Required tasks:
1 - Reproduce, word for word, the part of the article on coral researcher Ross Cunning that opens with the words containing "Cunning is now" and closes with "of coral reefs).".
2 - Summarize the article on coral researcher Ross Cunning in two sentences.

START Document segment

Saving corals, in the lab and in the field

In the lab or in the field, Ross Cunning, Ph.D.’13, works to save coral reef ecosystems in the face of climate change.
Saving corals, in the lab and in the field
Photo: Courtesy ©Shedd Aquarium/Hilary Wind

It started, really, with an interest in figuring out how things work and a love for the outdoors. This led to pursuing a degree in biology, which led to a study abroad trip to Australia, and finally, the opportunity to snorkel and dive in the Great Barrier Reef.

That was the tipping point, the moment when, surrounded by the diversity of life, by the shapes and sizes and colors on coral reefs, Ross Cunning, the young boy from Indiana who had never been particularly interested in the ocean, became Ross Cunning, the marine scientist, the coral enthusiast, and soon-to-be coral expert.

Ross Cunning
Photo: Shedd Aquarium

"As a college student, I’m seeing these coral reef ecosystems that I had never seen or been exposed to before,” Cunning recalls. “And all of a sudden, there's this this whole fascinating new world before me, to study and to learn from.”

Since then, Cunning has devoted his career to studying corals and to finding ways to increase their chances of survival in the face of climate change.

As a graduate student at the Rosenstiel School of Marine and Atmospheric Science, he conducted cutting-edge research on how the algae that corals rely on for food and gives corals their color affect their responses to climate change. He developed a molecular genetic technique, still used at the school today, to measure the algae in a coral, which opened the door to asking and answering a number of important research questions.

He later developed theory and mathematical models of coral bleaching while a fellow at the Hawaii Institute of Marine Biology and worked on ways to make corals more tolerant to warmer ocean temperatures as a postdoctoral research scientist at the U.

Cunning is now a coral research biologist at Shedd Aquarium’s Daniel P. Haerther Center for Conservation and Research in Chicago, where he studies coral reefs in Florida and in the Bahamas to understand how to sustain reef ecosystems in the face of a changing climate. In the labs, he does genetic sequencing to identify the genetic and ecological factors that make certain corals more tolerant to increasing temperatures.

In the field, he looks for the corals that are best equipped to deal with warming waters in order to support coral restoration efforts (the practice of growing corals in nurseries and outplanting them to mitigate the decline of coral reefs).

On his most recent research expedition, he was at sea for over two weeks, diving with his team (which included University of Miami graduate students and collaborators) to collect staghorn corals from coral nurseries along the coast of Florida and testing their ability to withstand heat in small experimental tanks aboard the ship.

And when he’s not analyzing coral DNA or publishing his findings, Cunning is educating the public or, sometimes, cleaning the coral reef habitats at Shedd Aquarium. “It’s the best of both worlds,” he says. “I still do my research down in Florida and the Bahamas. But then the rest of the year, I'm here in Chicago, and I have the opportunity to communicate the work that we're doing to large public audiences that need to hear these messages.”

END Document segment
START Supplied records

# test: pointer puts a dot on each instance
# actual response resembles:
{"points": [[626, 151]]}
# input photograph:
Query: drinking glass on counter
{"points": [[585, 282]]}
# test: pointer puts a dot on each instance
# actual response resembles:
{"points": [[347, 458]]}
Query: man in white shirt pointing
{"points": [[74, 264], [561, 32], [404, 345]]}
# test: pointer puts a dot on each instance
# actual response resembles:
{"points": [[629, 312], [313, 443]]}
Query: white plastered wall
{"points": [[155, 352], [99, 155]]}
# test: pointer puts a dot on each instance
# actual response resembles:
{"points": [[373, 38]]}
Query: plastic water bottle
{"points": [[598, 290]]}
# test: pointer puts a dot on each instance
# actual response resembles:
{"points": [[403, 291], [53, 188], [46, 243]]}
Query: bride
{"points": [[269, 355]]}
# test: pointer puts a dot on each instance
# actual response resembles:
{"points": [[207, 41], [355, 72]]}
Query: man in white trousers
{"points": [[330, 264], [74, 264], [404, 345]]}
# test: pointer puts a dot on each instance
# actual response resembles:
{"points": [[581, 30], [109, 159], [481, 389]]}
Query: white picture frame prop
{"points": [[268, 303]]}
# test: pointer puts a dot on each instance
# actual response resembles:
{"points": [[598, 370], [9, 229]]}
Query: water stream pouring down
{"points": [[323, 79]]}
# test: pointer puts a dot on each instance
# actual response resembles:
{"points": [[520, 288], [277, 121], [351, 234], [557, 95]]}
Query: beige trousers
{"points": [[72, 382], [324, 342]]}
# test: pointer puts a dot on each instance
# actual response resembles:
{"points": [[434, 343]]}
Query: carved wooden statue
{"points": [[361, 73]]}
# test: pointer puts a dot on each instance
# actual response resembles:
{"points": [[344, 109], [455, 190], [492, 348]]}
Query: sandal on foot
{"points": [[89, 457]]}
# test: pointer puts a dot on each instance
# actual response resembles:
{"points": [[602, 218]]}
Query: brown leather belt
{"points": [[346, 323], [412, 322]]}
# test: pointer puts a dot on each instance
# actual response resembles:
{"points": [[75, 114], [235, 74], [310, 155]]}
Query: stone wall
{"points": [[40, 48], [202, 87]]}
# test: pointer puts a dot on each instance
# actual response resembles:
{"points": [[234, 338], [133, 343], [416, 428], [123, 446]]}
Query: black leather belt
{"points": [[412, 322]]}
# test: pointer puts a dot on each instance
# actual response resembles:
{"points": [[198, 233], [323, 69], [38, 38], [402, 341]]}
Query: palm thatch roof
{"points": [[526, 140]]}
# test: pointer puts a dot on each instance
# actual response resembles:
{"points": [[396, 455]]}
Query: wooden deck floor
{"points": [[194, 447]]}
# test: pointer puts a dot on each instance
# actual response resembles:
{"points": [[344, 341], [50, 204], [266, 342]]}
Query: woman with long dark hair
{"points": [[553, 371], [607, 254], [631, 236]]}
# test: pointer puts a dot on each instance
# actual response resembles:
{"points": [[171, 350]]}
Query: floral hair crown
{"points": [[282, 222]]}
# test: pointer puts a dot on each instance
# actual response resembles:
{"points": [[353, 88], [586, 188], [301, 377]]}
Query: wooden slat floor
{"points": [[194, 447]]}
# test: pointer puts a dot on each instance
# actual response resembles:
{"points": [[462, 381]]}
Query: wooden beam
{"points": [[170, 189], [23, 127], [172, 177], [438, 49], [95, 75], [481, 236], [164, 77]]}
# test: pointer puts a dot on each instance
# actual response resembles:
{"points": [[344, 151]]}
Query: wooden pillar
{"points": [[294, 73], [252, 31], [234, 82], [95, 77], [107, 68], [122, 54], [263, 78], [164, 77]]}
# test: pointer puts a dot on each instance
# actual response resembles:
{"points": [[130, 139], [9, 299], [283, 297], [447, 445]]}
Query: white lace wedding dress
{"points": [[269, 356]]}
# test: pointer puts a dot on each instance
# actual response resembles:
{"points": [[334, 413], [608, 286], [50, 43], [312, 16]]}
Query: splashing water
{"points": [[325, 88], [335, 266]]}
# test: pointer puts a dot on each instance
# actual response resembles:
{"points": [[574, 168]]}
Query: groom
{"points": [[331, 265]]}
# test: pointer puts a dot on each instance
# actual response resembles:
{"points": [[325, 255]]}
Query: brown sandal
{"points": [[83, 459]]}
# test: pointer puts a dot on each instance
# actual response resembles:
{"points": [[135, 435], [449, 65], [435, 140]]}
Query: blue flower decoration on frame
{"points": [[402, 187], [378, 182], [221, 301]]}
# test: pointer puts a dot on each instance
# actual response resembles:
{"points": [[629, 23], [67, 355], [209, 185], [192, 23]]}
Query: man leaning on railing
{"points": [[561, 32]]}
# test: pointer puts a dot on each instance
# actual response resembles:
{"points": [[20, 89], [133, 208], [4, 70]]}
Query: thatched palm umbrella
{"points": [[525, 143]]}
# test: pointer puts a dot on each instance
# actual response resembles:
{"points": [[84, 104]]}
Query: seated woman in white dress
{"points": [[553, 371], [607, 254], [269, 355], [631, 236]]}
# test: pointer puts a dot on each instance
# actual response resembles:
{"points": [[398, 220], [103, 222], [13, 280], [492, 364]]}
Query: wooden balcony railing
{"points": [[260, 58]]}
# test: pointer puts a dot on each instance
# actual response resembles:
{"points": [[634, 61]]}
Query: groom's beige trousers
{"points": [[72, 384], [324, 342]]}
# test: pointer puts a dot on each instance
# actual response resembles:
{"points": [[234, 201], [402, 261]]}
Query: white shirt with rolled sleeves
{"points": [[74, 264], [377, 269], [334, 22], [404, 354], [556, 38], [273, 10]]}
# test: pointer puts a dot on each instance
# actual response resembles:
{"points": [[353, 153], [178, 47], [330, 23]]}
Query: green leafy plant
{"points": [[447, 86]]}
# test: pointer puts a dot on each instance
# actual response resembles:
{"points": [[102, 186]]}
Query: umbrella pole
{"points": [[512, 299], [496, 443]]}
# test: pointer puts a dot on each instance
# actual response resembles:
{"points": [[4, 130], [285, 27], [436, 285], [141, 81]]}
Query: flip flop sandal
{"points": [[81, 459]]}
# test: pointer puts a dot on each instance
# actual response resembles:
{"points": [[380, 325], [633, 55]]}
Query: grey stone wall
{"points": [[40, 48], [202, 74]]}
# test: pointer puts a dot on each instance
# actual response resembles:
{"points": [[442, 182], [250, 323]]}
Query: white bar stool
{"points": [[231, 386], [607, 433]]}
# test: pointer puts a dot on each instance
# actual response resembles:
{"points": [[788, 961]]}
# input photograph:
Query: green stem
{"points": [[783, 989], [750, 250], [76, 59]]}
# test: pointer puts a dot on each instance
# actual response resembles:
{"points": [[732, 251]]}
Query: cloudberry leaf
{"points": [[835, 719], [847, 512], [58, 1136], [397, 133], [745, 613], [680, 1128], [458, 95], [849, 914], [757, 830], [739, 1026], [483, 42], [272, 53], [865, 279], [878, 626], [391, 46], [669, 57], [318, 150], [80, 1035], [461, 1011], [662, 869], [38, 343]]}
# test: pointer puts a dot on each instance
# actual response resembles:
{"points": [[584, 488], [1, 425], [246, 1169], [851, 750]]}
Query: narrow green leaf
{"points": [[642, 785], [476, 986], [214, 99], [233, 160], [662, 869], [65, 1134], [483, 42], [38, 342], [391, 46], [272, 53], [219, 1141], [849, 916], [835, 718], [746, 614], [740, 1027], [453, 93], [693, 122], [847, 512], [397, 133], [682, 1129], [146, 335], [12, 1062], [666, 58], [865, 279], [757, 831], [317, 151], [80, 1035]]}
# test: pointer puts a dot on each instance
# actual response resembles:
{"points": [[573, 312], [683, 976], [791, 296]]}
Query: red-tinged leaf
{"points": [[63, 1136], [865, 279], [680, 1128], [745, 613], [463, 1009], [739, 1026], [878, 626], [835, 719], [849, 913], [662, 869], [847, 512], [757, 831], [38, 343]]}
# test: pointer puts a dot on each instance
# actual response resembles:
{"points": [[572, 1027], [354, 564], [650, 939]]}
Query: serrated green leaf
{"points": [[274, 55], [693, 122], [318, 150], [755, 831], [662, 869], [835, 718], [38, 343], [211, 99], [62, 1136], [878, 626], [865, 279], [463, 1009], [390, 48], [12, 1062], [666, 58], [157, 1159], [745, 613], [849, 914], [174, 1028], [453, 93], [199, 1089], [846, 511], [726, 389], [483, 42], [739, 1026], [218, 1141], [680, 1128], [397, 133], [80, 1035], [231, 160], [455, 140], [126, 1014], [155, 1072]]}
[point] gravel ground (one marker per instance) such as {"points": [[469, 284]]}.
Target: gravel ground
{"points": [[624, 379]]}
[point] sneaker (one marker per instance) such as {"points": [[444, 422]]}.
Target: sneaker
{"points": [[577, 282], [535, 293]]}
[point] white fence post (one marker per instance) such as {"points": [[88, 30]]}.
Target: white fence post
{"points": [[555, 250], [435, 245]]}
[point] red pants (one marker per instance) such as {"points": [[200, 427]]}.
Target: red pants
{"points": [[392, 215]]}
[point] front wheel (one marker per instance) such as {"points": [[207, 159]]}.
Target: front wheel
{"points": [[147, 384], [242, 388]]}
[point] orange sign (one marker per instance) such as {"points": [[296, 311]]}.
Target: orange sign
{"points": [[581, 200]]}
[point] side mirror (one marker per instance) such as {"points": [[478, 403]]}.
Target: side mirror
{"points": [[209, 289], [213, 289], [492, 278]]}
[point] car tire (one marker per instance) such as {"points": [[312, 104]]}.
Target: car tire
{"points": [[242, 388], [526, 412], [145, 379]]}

END Supplied records

Solutions:
1 -
Cunning is now a coral research biologist at Shedd Aquarium’s Daniel P. Haerther Center for Conservation and Research in Chicago, where he studies coral reefs in Florida and in the Bahamas to understand how to sustain reef ecosystems in the face of a changing climate. In the labs, he does genetic sequencing to identify the genetic and ecological factors that make certain corals more tolerant to increasing temperatures.

In the field, he looks for the corals that are best equipped to deal with warming waters in order to support coral restoration efforts (the practice of growing corals in nurseries and outplanting them to mitigate the decline of coral reefs).

2 - Ross Cunning became fascinated by coral reefs after snorkeling and diving in the Great Barrier Reef on a study abroad trip to Australia, and he has since devoted his career to studying corals and finding ways to improve their chances of survival in the face of climate change. As a coral research biologist at Shedd Aquarium's Daniel P. Haerther Center for Conservation and Research in Chicago, he studies reefs in Florida and the Bahamas, using genetic sequencing in the lab and searching in the field for heat-tolerant corals to support restoration efforts, while also educating the public.